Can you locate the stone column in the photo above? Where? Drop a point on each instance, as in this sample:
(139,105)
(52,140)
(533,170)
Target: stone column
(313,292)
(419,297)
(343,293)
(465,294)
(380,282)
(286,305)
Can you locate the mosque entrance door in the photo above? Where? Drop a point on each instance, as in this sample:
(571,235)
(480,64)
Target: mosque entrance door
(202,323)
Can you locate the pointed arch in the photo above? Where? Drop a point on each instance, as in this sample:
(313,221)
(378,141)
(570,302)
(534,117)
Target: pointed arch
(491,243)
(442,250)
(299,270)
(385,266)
--- --- ---
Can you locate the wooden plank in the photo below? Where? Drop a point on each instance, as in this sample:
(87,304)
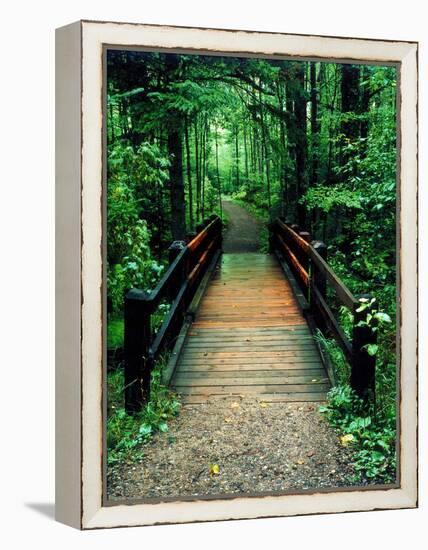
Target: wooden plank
--- --- ---
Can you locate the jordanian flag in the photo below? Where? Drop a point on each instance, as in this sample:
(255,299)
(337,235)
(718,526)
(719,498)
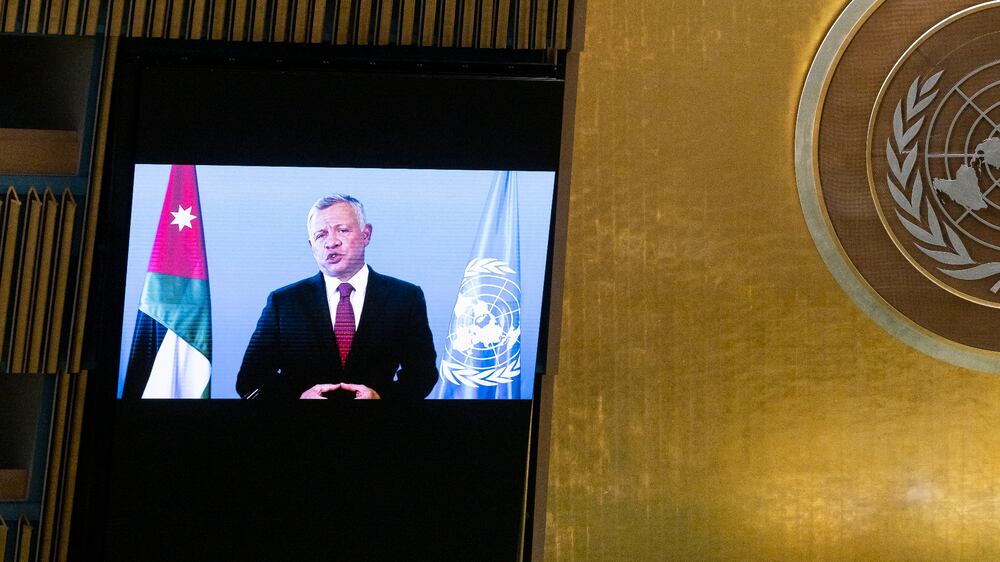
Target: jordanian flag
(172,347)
--- --- ---
Please rewrite the stretch of items from the line containing "Can you locate the wooden" through the line containing "Target: wooden plank", replacing "Drop a point" with "Place a marker" and leaving everything else unchanged. Omit the pictures from your answer.

## EXERCISE OUTPUT
Can you locate the wooden plank in the photo below? Where? Place a marker on each instance, as in this sample:
(87,304)
Target: wooden plank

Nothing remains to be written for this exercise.